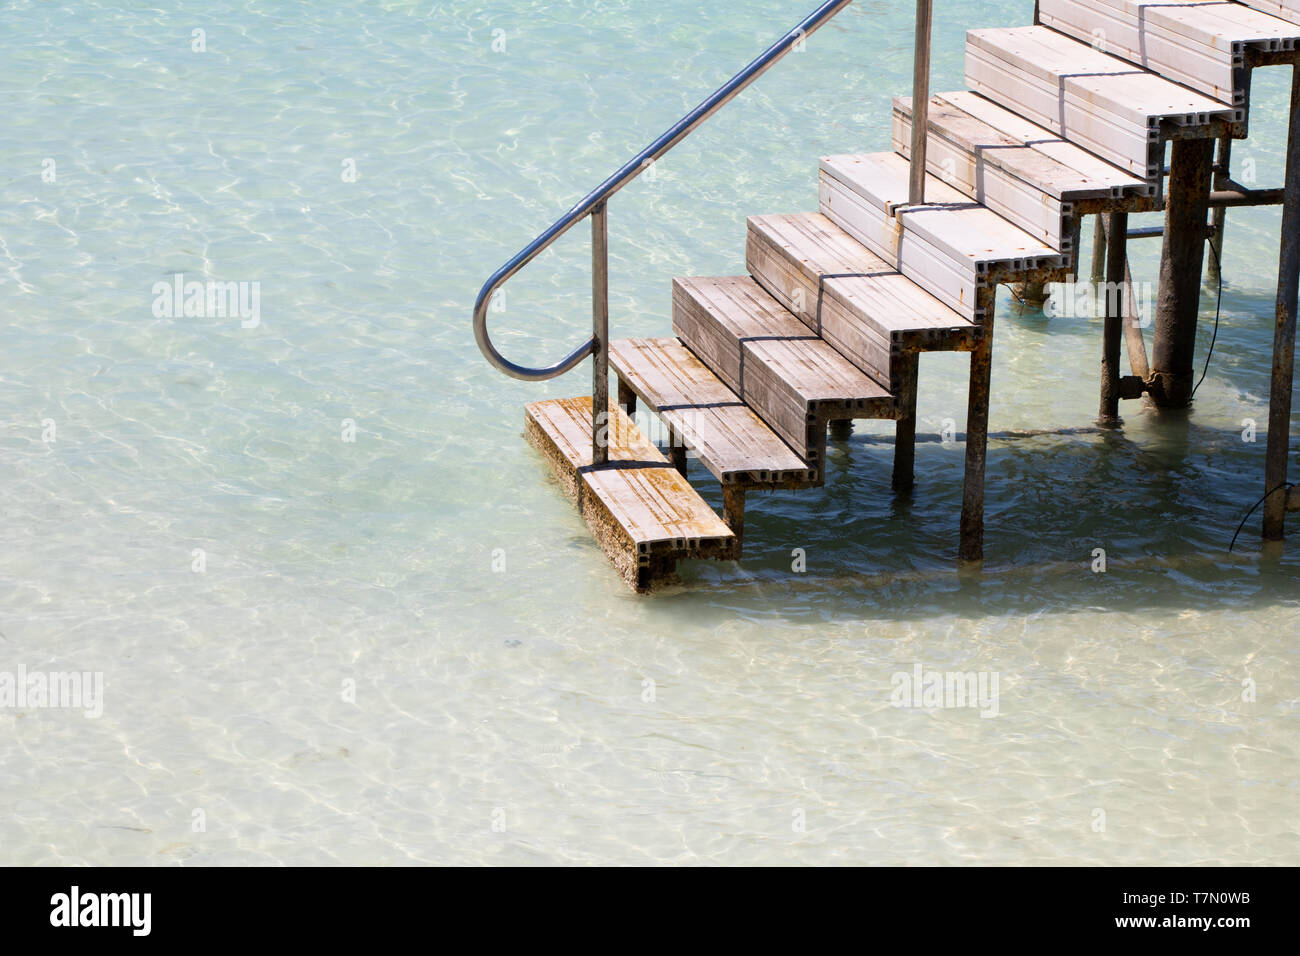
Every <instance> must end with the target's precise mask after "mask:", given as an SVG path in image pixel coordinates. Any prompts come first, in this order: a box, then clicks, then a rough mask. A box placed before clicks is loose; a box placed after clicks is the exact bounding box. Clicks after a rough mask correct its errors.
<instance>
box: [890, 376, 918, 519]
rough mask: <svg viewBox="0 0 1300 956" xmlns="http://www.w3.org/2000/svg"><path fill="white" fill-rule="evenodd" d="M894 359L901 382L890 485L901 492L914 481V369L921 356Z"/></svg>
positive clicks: (916, 390) (915, 475) (914, 391)
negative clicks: (892, 467)
mask: <svg viewBox="0 0 1300 956" xmlns="http://www.w3.org/2000/svg"><path fill="white" fill-rule="evenodd" d="M896 362H897V363H898V365H897V368H898V377H900V378H901V380H902V384H901V386H900V393H898V420H897V423H896V424H894V473H893V489H894V492H897V493H900V494H902V493H905V492H910V490H911V488H913V485H914V484H915V483H917V373H918V372H919V371H920V356H919V355H918V354H917V352H907V354H905V355H900V356H898V358H897V359H896Z"/></svg>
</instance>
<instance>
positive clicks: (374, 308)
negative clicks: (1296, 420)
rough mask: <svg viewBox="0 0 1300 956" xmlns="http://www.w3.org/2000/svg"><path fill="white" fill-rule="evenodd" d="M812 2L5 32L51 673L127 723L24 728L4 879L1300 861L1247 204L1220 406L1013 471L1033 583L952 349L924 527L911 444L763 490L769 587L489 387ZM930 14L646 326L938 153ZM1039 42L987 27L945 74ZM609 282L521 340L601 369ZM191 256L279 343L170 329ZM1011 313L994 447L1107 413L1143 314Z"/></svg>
mask: <svg viewBox="0 0 1300 956" xmlns="http://www.w3.org/2000/svg"><path fill="white" fill-rule="evenodd" d="M811 5H813V4H811V3H809V1H806V0H805V1H801V3H789V1H787V0H780V1H777V0H762V1H758V3H749V4H744V5H735V7H728V8H727V9H725V10H724V12H723V10H701V9H698V8H697V5H694V4H684V3H676V1H673V3H653V4H651V3H630V1H628V3H602V4H598V5H589V4H577V3H551V4H543V3H499V4H490V5H486V7H484V5H477V4H468V3H445V4H430V3H419V4H417V3H370V4H338V5H335V4H308V3H287V1H279V0H265V1H263V3H229V1H226V3H221V1H218V3H204V4H196V3H190V4H178V3H160V4H157V5H152V7H148V8H140V7H136V5H133V4H122V3H116V4H114V3H98V4H96V3H82V4H77V5H75V8H73V7H59V5H55V4H47V3H10V4H8V5H6V7H5V9H4V12H3V13H0V22H3V27H4V29H3V30H0V62H3V64H4V69H3V70H0V103H4V105H5V107H6V109H5V114H6V117H8V122H6V125H5V126H4V129H3V130H0V155H3V156H4V157H5V159H4V164H3V165H0V187H3V193H0V195H3V200H0V302H3V303H4V307H5V312H6V315H8V316H9V320H8V321H6V323H5V324H4V326H3V330H0V336H3V351H0V462H3V464H4V475H5V480H4V481H0V520H3V528H4V545H3V550H0V670H10V671H12V670H16V669H17V667H18V666H26V667H27V669H29V670H43V671H56V670H82V671H103V674H104V682H105V688H104V715H103V717H101V718H100V719H85V718H83V717H82V715H81V713H78V711H69V710H53V709H36V708H27V709H0V773H3V775H4V784H5V786H4V787H0V861H3V862H10V864H56V862H69V864H72V862H75V864H82V862H86V864H174V862H187V864H191V865H196V864H239V862H265V864H272V862H285V864H304V862H305V864H316V862H321V864H324V862H346V864H360V862H383V864H390V862H393V864H399V862H452V861H454V862H517V864H530V862H722V861H725V862H858V864H861V862H872V864H906V862H941V864H956V862H966V861H971V862H993V864H1036V862H1086V864H1105V862H1135V864H1156V862H1169V864H1183V862H1188V864H1191V862H1212V864H1221V862H1257V861H1258V862H1271V864H1296V862H1300V836H1297V819H1296V808H1297V806H1300V800H1297V796H1300V786H1297V782H1296V766H1297V765H1296V756H1297V754H1296V740H1297V735H1296V727H1297V691H1296V688H1297V683H1300V649H1297V644H1296V635H1297V630H1300V627H1297V624H1300V610H1297V597H1300V589H1297V579H1300V550H1297V549H1296V548H1295V546H1294V545H1292V546H1291V548H1290V549H1288V550H1287V553H1286V554H1284V557H1282V558H1281V559H1273V561H1269V559H1261V558H1260V557H1258V544H1257V538H1256V533H1257V532H1256V529H1257V520H1252V523H1251V525H1248V528H1247V532H1244V533H1243V537H1242V541H1240V542H1239V545H1238V551H1236V553H1235V554H1232V555H1231V557H1230V555H1227V553H1226V551H1227V544H1229V540H1230V538H1231V535H1232V531H1234V529H1235V527H1236V523H1238V522H1239V520H1240V516H1242V515H1243V514H1244V511H1245V509H1247V507H1249V506H1251V505H1252V503H1253V502H1255V499H1256V498H1257V497H1258V494H1260V493H1261V490H1262V489H1261V488H1260V485H1261V481H1262V459H1264V442H1262V431H1261V434H1260V441H1258V442H1257V444H1245V442H1243V441H1242V428H1243V425H1242V421H1243V419H1247V418H1253V419H1257V420H1258V421H1260V423H1261V425H1260V427H1261V429H1262V428H1264V424H1262V423H1264V421H1265V419H1266V395H1268V375H1269V346H1270V342H1271V313H1273V312H1271V310H1273V304H1271V303H1273V294H1274V293H1273V284H1274V280H1275V269H1277V230H1278V221H1279V216H1278V213H1277V211H1271V209H1257V211H1234V212H1231V213H1230V219H1229V238H1227V250H1226V254H1225V274H1226V276H1227V287H1226V290H1225V297H1223V323H1222V329H1221V334H1219V338H1218V345H1217V347H1216V352H1214V360H1213V364H1212V369H1210V375H1209V377H1208V378H1206V381H1205V385H1204V386H1203V389H1201V392H1200V394H1199V397H1197V402H1196V408H1195V411H1193V412H1192V414H1191V415H1187V416H1174V418H1173V419H1171V418H1169V416H1165V418H1158V416H1156V415H1154V414H1152V412H1148V411H1143V410H1140V408H1139V407H1138V406H1135V405H1132V403H1127V405H1126V407H1125V411H1126V414H1127V423H1126V428H1125V431H1123V432H1122V433H1118V434H1102V433H1093V432H1087V431H1084V432H1082V433H1066V434H1057V436H1041V437H1028V438H1024V437H1022V438H1010V437H1009V438H1006V440H1000V441H995V444H993V445H992V447H991V453H989V483H988V488H989V507H988V520H989V532H988V540H987V545H988V553H989V562H988V563H989V572H988V574H987V575H985V576H984V578H983V579H982V580H974V581H972V580H962V579H958V576H957V575H956V574H954V572H953V570H952V553H953V550H954V548H956V538H957V515H958V502H959V485H961V454H962V449H961V446H959V445H949V446H946V447H945V446H944V445H943V444H940V442H939V441H937V436H939V432H940V431H941V428H943V423H944V420H945V419H953V420H954V421H956V423H957V427H958V428H962V427H963V411H965V402H963V385H962V381H963V376H965V362H966V360H965V358H962V356H953V355H933V356H927V359H926V360H924V362H923V363H922V399H920V416H922V431H923V432H926V433H927V434H928V436H930V437H932V438H935V441H927V442H924V444H922V445H920V446H919V449H918V462H917V466H918V489H917V494H915V496H914V498H913V499H911V502H898V501H894V499H893V498H892V497H891V494H889V493H888V470H889V460H891V446H889V444H888V442H887V441H879V438H881V437H885V436H887V432H885V431H884V429H883V428H881V427H879V425H871V424H867V425H859V428H858V432H857V433H855V436H854V438H853V441H850V442H848V444H846V445H842V446H839V447H836V449H833V450H832V471H831V477H829V480H828V483H827V486H826V489H824V490H822V492H818V493H805V494H775V496H771V497H768V498H757V499H755V501H754V502H753V505H751V509H750V514H749V518H748V523H746V538H748V540H746V551H748V554H746V561H745V564H744V566H741V567H737V566H731V564H720V566H708V564H706V566H699V567H693V568H686V571H685V580H684V585H682V587H681V588H679V589H675V591H673V592H669V593H667V594H663V596H659V597H655V598H653V600H642V598H636V597H633V596H630V594H628V593H624V592H623V591H621V589H620V585H619V584H617V581H616V578H615V576H614V574H612V572H611V571H610V570H608V567H607V564H606V562H604V559H603V557H602V555H601V554H599V551H598V550H597V549H595V546H594V545H593V544H591V541H590V538H589V536H588V533H586V531H585V528H584V527H582V524H581V522H580V520H578V519H577V518H576V515H575V514H573V511H572V507H571V506H569V505H568V503H567V502H564V499H563V498H562V497H560V494H559V493H558V490H556V488H555V486H554V485H551V484H549V483H547V481H546V480H545V479H543V467H542V464H541V462H539V459H538V458H537V457H536V455H534V454H533V453H530V451H529V450H528V449H526V446H525V445H524V442H523V441H521V438H520V431H521V415H523V412H521V406H523V403H524V402H525V401H532V399H536V398H541V397H546V395H560V394H575V393H581V392H585V390H586V388H588V385H586V382H585V378H584V375H582V373H581V372H580V373H575V375H572V376H571V377H568V378H565V380H560V381H555V382H550V384H546V385H526V384H520V382H513V381H510V380H507V378H503V377H500V376H498V375H495V373H494V372H493V371H491V369H490V368H487V365H486V364H485V363H484V362H482V360H481V358H480V356H478V354H477V350H476V349H474V345H473V341H472V336H471V330H469V311H471V304H472V300H473V295H474V294H476V293H477V289H478V286H480V284H481V282H482V281H484V278H486V276H487V274H489V273H490V272H491V271H493V269H494V268H495V267H497V265H499V264H500V263H502V261H504V259H506V258H508V256H510V255H511V254H513V252H515V251H516V250H517V248H519V247H520V246H523V245H524V243H525V242H526V241H528V239H529V238H530V237H532V235H533V234H534V233H537V232H538V230H541V229H542V228H543V226H546V225H547V224H549V222H550V221H551V220H552V219H555V216H558V215H559V213H560V212H563V211H564V209H565V208H568V206H569V204H571V203H572V202H573V200H575V199H577V198H578V196H580V195H581V194H582V193H585V191H586V190H588V189H590V187H591V186H593V185H594V183H597V182H598V181H601V179H602V178H603V177H604V176H606V174H607V173H608V172H610V170H611V169H614V168H615V166H616V165H619V164H620V163H621V161H624V160H625V159H627V157H628V156H629V155H632V153H634V152H636V150H637V148H640V147H641V146H643V144H645V143H646V142H649V140H650V139H651V138H653V137H654V135H655V134H658V133H659V131H662V129H664V127H666V126H668V125H669V124H671V122H672V121H675V120H676V118H677V117H679V116H680V114H681V113H684V112H685V111H686V109H688V108H690V107H692V105H694V104H695V103H697V101H698V100H699V99H701V98H702V96H703V95H706V94H707V92H708V91H710V90H712V88H714V87H715V86H716V85H718V83H720V82H722V81H723V79H725V78H727V75H729V73H731V72H733V69H735V68H737V66H740V65H741V64H744V62H745V61H746V60H748V59H749V57H751V56H753V55H754V53H755V52H757V51H758V49H759V48H761V47H763V46H764V44H766V43H767V42H768V40H770V39H772V38H774V36H775V34H777V33H780V30H784V29H785V27H787V26H789V25H790V23H794V22H796V21H797V20H798V18H800V17H801V16H802V14H805V13H806V12H807V8H811ZM909 8H910V5H907V4H885V3H859V4H855V5H854V7H853V8H850V9H849V10H848V12H845V13H844V14H842V16H841V17H840V18H839V20H837V21H836V22H835V23H833V25H832V26H829V27H827V29H826V30H824V31H823V33H822V34H819V35H818V36H816V38H814V39H813V40H811V42H810V44H809V52H807V53H805V55H802V56H793V57H790V59H789V60H788V61H785V62H784V64H783V65H781V66H779V68H777V69H776V70H775V72H774V73H771V74H770V75H768V77H766V78H764V79H763V81H761V82H759V85H758V86H757V87H755V88H753V90H750V91H749V92H748V94H745V95H744V96H742V98H741V99H740V100H737V101H736V103H733V104H732V107H731V108H729V109H727V111H724V113H722V114H719V116H718V117H715V118H714V120H712V121H710V124H708V125H706V126H705V127H703V129H702V130H699V131H698V133H697V134H695V135H694V137H693V138H692V139H690V140H689V142H686V143H685V144H682V146H680V147H679V148H677V150H676V151H675V152H673V153H672V155H671V156H669V157H668V159H667V160H664V161H663V163H662V164H660V166H659V169H658V176H656V177H655V179H654V181H653V182H650V181H647V179H645V178H643V179H641V181H638V182H637V183H634V185H633V186H632V187H629V189H628V190H625V191H624V193H623V194H620V196H619V198H617V200H616V202H615V203H614V204H612V206H611V239H612V265H611V268H612V303H614V319H612V323H614V329H615V330H616V333H617V334H664V332H666V330H667V328H668V307H669V302H668V281H669V278H671V277H672V276H675V274H722V273H735V272H740V271H742V268H744V248H742V238H744V219H745V216H746V215H753V213H759V212H789V211H798V209H807V208H814V207H815V202H816V195H815V163H816V157H818V156H820V155H824V153H829V152H846V151H855V150H881V148H888V144H889V126H888V121H889V101H891V98H892V95H894V94H897V92H904V91H906V88H907V86H909V83H910V57H911V33H910V30H911V26H910V12H909ZM1031 8H1032V4H1030V3H970V1H962V0H954V1H950V3H946V4H945V5H944V21H943V22H941V23H937V25H936V53H935V74H936V75H935V85H936V87H935V88H939V90H943V88H957V87H959V86H961V85H962V57H961V49H962V36H963V31H965V29H967V27H971V26H996V25H1013V23H1021V22H1027V21H1028V18H1030V10H1031ZM774 23H775V25H776V26H774ZM194 29H204V30H205V31H207V34H205V40H207V51H205V52H203V53H196V52H194V51H192V49H191V43H192V33H191V31H192V30H194ZM497 30H500V31H504V34H497V36H498V38H499V36H502V35H503V36H504V44H506V47H504V51H502V52H494V49H493V40H494V31H497ZM498 46H499V44H498ZM1284 91H1286V77H1284V74H1282V73H1279V72H1275V70H1274V72H1261V73H1260V74H1258V75H1257V78H1256V95H1255V104H1256V105H1255V112H1253V120H1255V126H1253V135H1252V139H1249V140H1247V142H1245V143H1239V144H1238V146H1236V148H1235V151H1234V160H1235V163H1236V164H1238V172H1239V176H1240V174H1242V169H1243V166H1242V164H1244V163H1247V161H1251V163H1252V164H1253V165H1255V170H1256V176H1257V179H1258V183H1260V185H1270V183H1275V182H1278V181H1279V179H1281V165H1282V148H1283V140H1284V133H1283V130H1284V124H1283V116H1282V111H1283V103H1284ZM45 160H53V161H55V170H56V178H55V181H53V182H45V181H43V178H42V172H43V169H45V168H48V166H47V165H45ZM348 160H351V161H354V163H355V169H356V173H357V176H356V181H355V182H346V181H344V177H343V173H344V172H346V165H344V164H346V163H347V161H348ZM1084 246H1086V247H1089V243H1088V235H1087V234H1086V235H1084ZM588 256H589V251H588V247H586V243H585V239H584V238H582V235H581V233H575V234H573V235H572V237H569V238H568V239H565V241H563V242H562V243H560V245H559V246H558V247H556V250H554V252H552V254H549V255H547V256H546V258H545V259H543V260H541V261H538V263H537V264H534V265H533V267H532V268H530V269H528V271H526V272H525V273H523V274H521V276H520V277H519V278H517V280H516V281H515V282H512V284H511V286H510V293H508V299H507V311H506V313H504V315H495V316H494V328H495V329H498V332H497V338H498V341H499V342H500V343H502V345H503V347H504V349H506V350H507V351H508V354H511V355H512V356H515V358H516V359H519V360H525V362H526V360H537V362H543V360H552V359H554V358H555V356H558V355H559V354H562V352H563V351H565V350H567V349H568V347H571V346H572V343H573V342H575V341H578V339H580V338H581V337H582V336H584V334H586V330H588V328H589V325H588V324H589V317H588V316H589V304H588V272H586V268H588V261H589V258H588ZM1157 256H1158V245H1157V243H1135V248H1134V268H1135V273H1136V274H1138V277H1139V278H1152V277H1154V269H1156V258H1157ZM177 272H183V273H186V274H187V277H190V278H200V280H221V281H247V282H252V281H256V282H259V284H260V295H261V298H260V306H261V310H260V324H257V325H256V326H255V328H242V325H240V323H239V321H238V319H231V317H205V316H190V317H185V316H181V317H156V316H155V313H153V311H152V308H151V306H152V303H153V298H155V297H153V284H155V282H157V281H160V280H168V278H169V277H170V276H172V274H173V273H177ZM1206 303H1208V308H1213V304H1212V302H1210V299H1209V297H1208V298H1206ZM1006 306H1008V303H1006V300H1005V297H1004V302H1002V311H1001V319H1000V323H998V328H997V345H996V368H995V405H993V415H992V418H993V429H995V431H997V432H1001V433H1006V432H1011V431H1014V429H1027V428H1060V429H1076V428H1086V427H1087V425H1089V423H1091V420H1092V418H1093V415H1095V408H1096V399H1097V394H1096V368H1097V352H1099V350H1100V341H1101V336H1100V324H1099V323H1097V321H1093V320H1079V319H1073V320H1065V319H1053V320H1048V319H1044V317H1043V316H1040V315H1037V313H1031V315H1019V316H1017V315H1013V313H1011V312H1010V310H1009V308H1008V307H1006ZM1208 325H1209V323H1208V321H1206V329H1205V332H1206V334H1204V336H1203V342H1201V350H1203V351H1201V355H1204V349H1205V346H1206V345H1208ZM344 420H351V421H352V423H355V429H356V433H355V441H351V442H348V441H343V428H344V424H343V423H344ZM48 421H53V423H55V434H53V438H55V440H53V441H45V440H44V437H45V434H47V432H48ZM705 488H706V494H707V496H711V499H714V501H715V502H716V501H718V497H719V496H718V494H716V489H715V488H712V486H708V485H707V484H705ZM796 548H800V549H803V550H805V551H806V555H807V572H806V574H798V575H797V574H792V572H790V564H792V557H790V553H792V550H793V549H796ZM1095 548H1104V549H1106V553H1108V558H1109V571H1108V572H1106V574H1104V575H1097V574H1093V572H1092V571H1091V567H1089V564H1091V562H1092V551H1093V549H1095ZM195 549H200V550H201V553H203V559H204V562H205V570H204V571H201V572H195V571H194V570H192V566H194V562H195V561H196V557H195ZM497 549H502V551H503V554H504V561H506V567H504V571H502V572H494V571H493V553H494V551H495V550H497ZM917 662H919V663H922V665H923V667H924V669H927V670H937V671H982V672H996V674H997V675H998V676H1000V692H1001V693H1000V713H998V715H997V717H996V718H995V719H983V718H980V717H979V714H978V711H975V710H969V709H946V710H943V709H940V710H924V709H900V708H893V706H891V687H892V684H891V680H892V675H893V674H896V672H898V671H905V672H906V671H910V670H911V667H913V665H914V663H917ZM1245 679H1251V680H1253V682H1256V688H1257V689H1256V700H1255V701H1253V702H1247V701H1243V700H1242V682H1243V680H1245ZM647 680H653V682H654V700H653V701H647V700H645V696H646V693H645V688H646V687H647V685H646V684H645V683H643V682H647ZM350 688H355V692H350ZM344 697H352V698H355V702H352V701H350V700H346V698H344ZM1097 809H1101V810H1104V812H1105V822H1106V829H1105V831H1104V832H1097V831H1095V822H1096V819H1097V817H1096V813H1095V812H1096V810H1097ZM195 810H201V812H203V822H204V825H205V829H204V830H203V831H195V829H194V821H195ZM797 812H802V819H803V821H805V826H803V830H802V831H798V830H796V829H794V826H793V823H794V822H796V819H797ZM494 823H497V825H498V826H497V829H494ZM502 827H503V829H502Z"/></svg>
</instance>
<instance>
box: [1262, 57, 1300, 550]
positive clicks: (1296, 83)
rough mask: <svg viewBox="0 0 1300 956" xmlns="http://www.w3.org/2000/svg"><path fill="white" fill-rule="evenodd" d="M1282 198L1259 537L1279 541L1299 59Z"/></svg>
mask: <svg viewBox="0 0 1300 956" xmlns="http://www.w3.org/2000/svg"><path fill="white" fill-rule="evenodd" d="M1287 143H1288V146H1287V178H1286V186H1284V190H1286V191H1284V195H1286V199H1284V202H1283V206H1282V254H1281V256H1279V261H1278V306H1277V319H1275V325H1274V329H1273V385H1271V388H1270V390H1269V450H1268V454H1266V459H1265V462H1266V464H1265V475H1264V485H1265V488H1264V490H1265V492H1273V494H1269V497H1268V498H1266V499H1265V502H1264V540H1265V541H1281V540H1282V535H1283V519H1284V516H1286V511H1287V498H1288V496H1287V493H1286V492H1282V490H1275V489H1278V488H1279V486H1281V485H1283V484H1284V483H1286V480H1287V457H1288V454H1290V451H1291V381H1292V378H1294V376H1295V349H1296V295H1297V291H1296V289H1297V286H1300V65H1296V66H1294V68H1292V77H1291V127H1290V135H1288V138H1287Z"/></svg>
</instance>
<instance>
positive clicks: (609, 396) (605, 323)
mask: <svg viewBox="0 0 1300 956" xmlns="http://www.w3.org/2000/svg"><path fill="white" fill-rule="evenodd" d="M607 213H608V203H599V204H598V206H595V207H594V208H593V209H591V339H593V342H591V463H593V464H607V463H608V460H610V431H611V423H610V420H608V418H610V222H608V216H607ZM602 427H603V428H602Z"/></svg>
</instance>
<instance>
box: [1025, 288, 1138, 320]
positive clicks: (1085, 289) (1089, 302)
mask: <svg viewBox="0 0 1300 956" xmlns="http://www.w3.org/2000/svg"><path fill="white" fill-rule="evenodd" d="M1130 289H1131V290H1132V297H1134V304H1135V307H1136V313H1138V325H1139V326H1141V328H1147V325H1148V324H1149V323H1151V319H1148V317H1147V316H1149V315H1151V313H1152V307H1153V303H1154V300H1156V284H1154V282H1128V284H1125V282H1060V284H1057V285H1054V286H1052V298H1049V299H1048V300H1047V302H1045V303H1044V306H1043V313H1044V315H1045V316H1048V317H1049V319H1092V317H1096V316H1102V315H1106V313H1108V306H1109V307H1110V310H1109V311H1110V313H1112V315H1122V313H1123V312H1125V311H1126V300H1127V299H1128V290H1130Z"/></svg>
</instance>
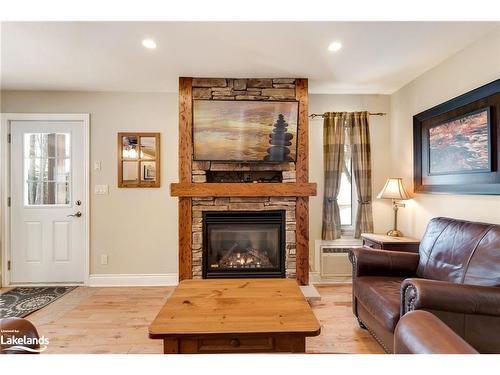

────────────────────────────────────────

*WHAT THIS TASK INVOLVES*
Repeat exactly the lines from the start of the entries down to the line with "359L901 382L890 485L901", keeping both ends but none of the pictures.

*TASK OUTPUT*
Every <instance> must end with the target's precise mask after "mask:", given as an SVG path in image pixel coordinates. Any prompts come first, in this order: a box, then clicks, then a rough mask. A box placed before clicks is loose; a box placed after clicks is the exact bounding box. Clicks after a rough mask correct its errors.
<instance>
box: [890, 376, 918, 519]
rough mask: <svg viewBox="0 0 1300 956" xmlns="http://www.w3.org/2000/svg"><path fill="white" fill-rule="evenodd" d="M894 359L901 382L890 485L901 492L914 481V369L921 356Z"/></svg>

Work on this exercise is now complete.